# Written exercise
Could you rewrite the records starting at the line that contains "microgreens, giving x and y for each instance?" and ending at the end of the records, keeping each request line and shifting every coordinate in the answers by adding 101 to it?

*****

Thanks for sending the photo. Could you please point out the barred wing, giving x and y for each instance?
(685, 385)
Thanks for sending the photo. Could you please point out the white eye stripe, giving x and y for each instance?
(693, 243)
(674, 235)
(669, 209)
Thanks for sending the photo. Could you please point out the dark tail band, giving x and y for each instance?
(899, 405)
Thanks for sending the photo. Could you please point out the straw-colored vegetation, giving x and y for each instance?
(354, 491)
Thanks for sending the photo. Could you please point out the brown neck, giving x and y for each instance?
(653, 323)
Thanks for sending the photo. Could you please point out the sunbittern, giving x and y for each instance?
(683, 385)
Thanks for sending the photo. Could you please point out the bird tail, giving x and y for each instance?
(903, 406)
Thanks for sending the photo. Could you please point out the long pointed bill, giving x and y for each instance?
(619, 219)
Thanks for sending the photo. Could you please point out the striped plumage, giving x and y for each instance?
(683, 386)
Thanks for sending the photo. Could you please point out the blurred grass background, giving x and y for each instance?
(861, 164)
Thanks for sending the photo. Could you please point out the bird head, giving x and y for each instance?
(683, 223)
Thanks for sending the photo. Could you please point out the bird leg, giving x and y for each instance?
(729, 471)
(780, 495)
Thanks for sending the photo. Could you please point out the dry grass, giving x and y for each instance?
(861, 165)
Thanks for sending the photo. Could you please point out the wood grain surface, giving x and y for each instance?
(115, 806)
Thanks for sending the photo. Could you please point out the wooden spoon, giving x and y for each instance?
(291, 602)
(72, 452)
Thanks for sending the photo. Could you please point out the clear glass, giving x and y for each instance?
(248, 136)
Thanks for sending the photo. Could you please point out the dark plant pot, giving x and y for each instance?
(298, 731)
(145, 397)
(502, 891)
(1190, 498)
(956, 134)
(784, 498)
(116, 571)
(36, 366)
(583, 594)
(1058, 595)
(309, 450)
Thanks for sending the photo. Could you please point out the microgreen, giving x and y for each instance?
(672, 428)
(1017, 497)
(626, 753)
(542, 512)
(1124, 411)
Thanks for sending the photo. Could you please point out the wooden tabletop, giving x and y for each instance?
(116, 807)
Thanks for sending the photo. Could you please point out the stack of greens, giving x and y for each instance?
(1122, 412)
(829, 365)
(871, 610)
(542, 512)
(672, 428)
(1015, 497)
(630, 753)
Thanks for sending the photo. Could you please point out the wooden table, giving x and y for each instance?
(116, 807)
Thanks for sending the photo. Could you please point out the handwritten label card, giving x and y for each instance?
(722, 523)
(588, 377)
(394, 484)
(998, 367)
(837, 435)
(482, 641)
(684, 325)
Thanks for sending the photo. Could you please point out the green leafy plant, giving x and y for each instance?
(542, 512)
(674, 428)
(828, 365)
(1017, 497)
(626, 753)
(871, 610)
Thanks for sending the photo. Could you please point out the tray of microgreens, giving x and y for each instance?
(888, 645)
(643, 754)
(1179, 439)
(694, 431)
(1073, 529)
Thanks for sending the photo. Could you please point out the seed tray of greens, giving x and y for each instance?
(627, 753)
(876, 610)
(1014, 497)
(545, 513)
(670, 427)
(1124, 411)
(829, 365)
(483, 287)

*****

# Task result
Thanks for sending the photo. Could you please point out the tray of microgreens, giving x and y for each instance?
(989, 746)
(744, 855)
(1280, 540)
(795, 532)
(1174, 630)
Thanks for sending the photo. Could you please point out the seed tray of greens, giving x and y for each instance?
(728, 854)
(977, 711)
(1115, 598)
(646, 614)
(771, 528)
(1225, 512)
(930, 466)
(584, 388)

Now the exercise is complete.